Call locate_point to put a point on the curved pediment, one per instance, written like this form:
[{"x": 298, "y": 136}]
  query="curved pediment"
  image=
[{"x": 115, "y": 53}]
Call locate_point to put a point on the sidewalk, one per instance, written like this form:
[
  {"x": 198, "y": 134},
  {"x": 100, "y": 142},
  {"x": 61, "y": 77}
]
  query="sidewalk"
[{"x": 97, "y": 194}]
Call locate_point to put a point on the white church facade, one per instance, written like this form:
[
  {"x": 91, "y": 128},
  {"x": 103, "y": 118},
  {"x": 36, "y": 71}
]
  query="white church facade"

_ _ _ _ _ _ _

• **Given task**:
Convert every line of the material above into a JSON array of strings, one string per line, leaving out any blank lines.

• **The response**:
[
  "Call locate_point to put a point on the curved pediment, one per instance, written like this form:",
  "[{\"x\": 298, \"y\": 136}]",
  "  query=\"curved pediment\"",
  "  image=",
  "[{\"x\": 115, \"y\": 53}]",
  "Call locate_point to put a point on the sidewalk, one per instance, written like this form:",
  "[",
  "  {\"x\": 198, \"y\": 134},",
  "  {\"x\": 100, \"y\": 142},",
  "  {\"x\": 61, \"y\": 77}",
  "]",
  "  query=\"sidewalk\"",
  "[{\"x\": 97, \"y\": 194}]",
  "Call locate_point to put a point on the white church facade, one per instance, written like this form:",
  "[",
  "  {\"x\": 91, \"y\": 128},",
  "  {\"x\": 103, \"y\": 118},",
  "  {\"x\": 36, \"y\": 71}",
  "]",
  "  query=\"white church facade\""
]